### DOCUMENT SECTION:
But Shelley muddles these categories. The creature is often heroic, and Victor is often villainous. When the creature tells his personal and emotional story, he becomes the protagonist of the novel, and readers care about his struggles. And when Victor tears to pieces the creature's incomplete mate, he exhibits his own sort of violence and blood lust. Thus, both characters are hard to define, and each might be considered as an 'anti-hero.
⭐The Novel's Frame Structure
A frame narrative occurs when one narrative introduces another narrative (and so on). The technique has been around since at least the Arabian Nights, in which a young bride, Scheherazade, avoids death at the hands of the murderous king Shahryar by telling a series of stories. In Frankenstein, Shelley borrows from this rich formal tradition by setting up a series of narratives that introduce one another.
⭐Narrator and Point of View
There are three levels of first-person limited narration, with each successive level embedded in the immediately prior level. The first level is R. Walton, writing to his sister; the second is Frankenstein, speaking to Walton; the third is the monster, speaking to Frankenstein.
⭐Tone and Mood
Because the horrific events of the story are conveyed as retrospection, the tone oscillates between remorse/anger on the part of the narrator, and suspense on the part of the reader for not having total knowledge of the events that will unfold, in spite of the narrator foreshadowing them.
⭐Protagonist and Antagonist
The major protagonist is Frankenstein, and the major antagonist is his monster.

### PROVIDED DATA:
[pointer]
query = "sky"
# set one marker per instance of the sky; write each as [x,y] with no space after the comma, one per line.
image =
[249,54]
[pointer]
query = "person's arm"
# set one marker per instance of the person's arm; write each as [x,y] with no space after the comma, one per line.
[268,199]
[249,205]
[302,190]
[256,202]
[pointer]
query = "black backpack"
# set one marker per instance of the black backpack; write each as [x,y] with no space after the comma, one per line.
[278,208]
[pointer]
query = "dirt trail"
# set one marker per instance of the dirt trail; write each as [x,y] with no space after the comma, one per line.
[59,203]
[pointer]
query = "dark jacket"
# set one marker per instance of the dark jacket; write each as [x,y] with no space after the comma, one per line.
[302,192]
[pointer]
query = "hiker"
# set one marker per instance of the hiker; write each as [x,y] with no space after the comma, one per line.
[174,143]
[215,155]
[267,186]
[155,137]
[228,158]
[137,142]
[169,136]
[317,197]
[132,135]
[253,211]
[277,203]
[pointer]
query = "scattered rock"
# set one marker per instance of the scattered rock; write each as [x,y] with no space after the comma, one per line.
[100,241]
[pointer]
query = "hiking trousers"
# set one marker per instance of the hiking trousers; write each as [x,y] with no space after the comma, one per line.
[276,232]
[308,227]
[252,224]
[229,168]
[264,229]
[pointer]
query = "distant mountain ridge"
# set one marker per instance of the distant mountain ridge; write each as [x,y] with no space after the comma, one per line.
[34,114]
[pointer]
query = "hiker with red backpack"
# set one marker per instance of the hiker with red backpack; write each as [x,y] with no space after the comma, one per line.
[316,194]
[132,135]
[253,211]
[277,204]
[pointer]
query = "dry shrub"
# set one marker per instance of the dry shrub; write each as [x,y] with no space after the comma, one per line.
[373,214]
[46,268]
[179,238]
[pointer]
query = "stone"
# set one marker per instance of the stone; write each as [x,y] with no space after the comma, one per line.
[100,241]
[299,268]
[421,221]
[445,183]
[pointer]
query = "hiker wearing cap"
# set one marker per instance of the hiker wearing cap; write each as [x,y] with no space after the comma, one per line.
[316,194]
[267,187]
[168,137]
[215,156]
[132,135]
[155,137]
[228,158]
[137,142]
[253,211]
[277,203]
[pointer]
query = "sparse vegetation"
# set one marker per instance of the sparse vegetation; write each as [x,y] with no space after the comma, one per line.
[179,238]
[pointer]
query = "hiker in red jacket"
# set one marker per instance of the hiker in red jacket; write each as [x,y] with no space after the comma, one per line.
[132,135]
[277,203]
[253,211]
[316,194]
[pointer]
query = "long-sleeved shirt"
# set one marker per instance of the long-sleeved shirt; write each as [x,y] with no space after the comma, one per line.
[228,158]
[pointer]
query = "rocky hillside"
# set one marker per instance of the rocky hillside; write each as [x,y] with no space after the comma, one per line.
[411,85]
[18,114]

==

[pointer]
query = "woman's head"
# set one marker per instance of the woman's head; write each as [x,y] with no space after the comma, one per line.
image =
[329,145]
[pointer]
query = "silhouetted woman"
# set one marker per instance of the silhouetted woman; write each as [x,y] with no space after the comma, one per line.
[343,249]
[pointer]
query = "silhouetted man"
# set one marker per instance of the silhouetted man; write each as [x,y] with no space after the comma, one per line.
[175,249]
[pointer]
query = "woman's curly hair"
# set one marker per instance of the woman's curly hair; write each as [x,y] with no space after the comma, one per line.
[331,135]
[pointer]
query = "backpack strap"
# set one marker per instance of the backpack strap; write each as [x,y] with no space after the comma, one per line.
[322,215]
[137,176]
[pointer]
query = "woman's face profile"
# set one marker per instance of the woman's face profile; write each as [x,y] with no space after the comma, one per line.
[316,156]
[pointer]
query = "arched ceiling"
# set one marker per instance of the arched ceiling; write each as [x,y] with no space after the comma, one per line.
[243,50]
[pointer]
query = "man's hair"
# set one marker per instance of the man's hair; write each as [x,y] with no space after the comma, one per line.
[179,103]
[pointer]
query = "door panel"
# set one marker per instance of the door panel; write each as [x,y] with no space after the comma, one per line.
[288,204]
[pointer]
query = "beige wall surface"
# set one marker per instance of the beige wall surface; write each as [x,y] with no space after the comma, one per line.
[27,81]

### GIVEN INSTRUCTION 1:
Write out the Frankenstein notes in full, word for word.
### GIVEN INSTRUCTION 2:
Show every line of the rows that contains the string "silhouetted".
The Frankenstein notes and the rows have nothing to do with each other.

### ANSWER 1:
But Shelley muddles these categories. The creature is often heroic, and Victor is often villainous. When the creature tells his personal and emotional story, he becomes the protagonist of the novel, and readers care about his struggles. And when Victor tears to pieces the creature's incomplete mate, he exhibits his own sort of violence and blood lust. Thus, both characters are hard to define, and each might be considered as an 'anti-hero.
⭐The Novel's Frame Structure
A frame narrative occurs when one narrative introduces another narrative (and so on). The technique has been around since at least the Arabian Nights, in which a young bride, Scheherazade, avoids death at the hands of the murderous king Shahryar by telling a series of stories. In Frankenstein, Shelley borrows from this rich formal tradition by setting up a series of narratives that introduce one another.
⭐Narrator and Point of View
There are three levels of first-person limited narration, with each successive level embedded in the immediately prior level. The first level is R. Walton, writing to his sister; the second is Frankenstein, speaking to Walton; the third is the monster, speaking to Frankenstein.
⭐Tone and Mood
Because the horrific events of the story are conveyed as retrospection, the tone oscillates between remorse/anger on the part of the narrator, and suspense on the part of the reader for not having total knowledge of the events that will unfold, in spite of the narrator foreshadowing them.
⭐Protagonist and Antagonist
The major protagonist is Frankenstein, and the major antagonist is his monster.

### ANSWER 2:
query = "silhouetted woman"
# set one marker per instance of the silhouetted woman; write each as [x,y] with no space after the comma, one per line.
query = "silhouetted man"
# set one marker per instance of the silhouetted man; write each as [x,y] with no space after the comma, one per line.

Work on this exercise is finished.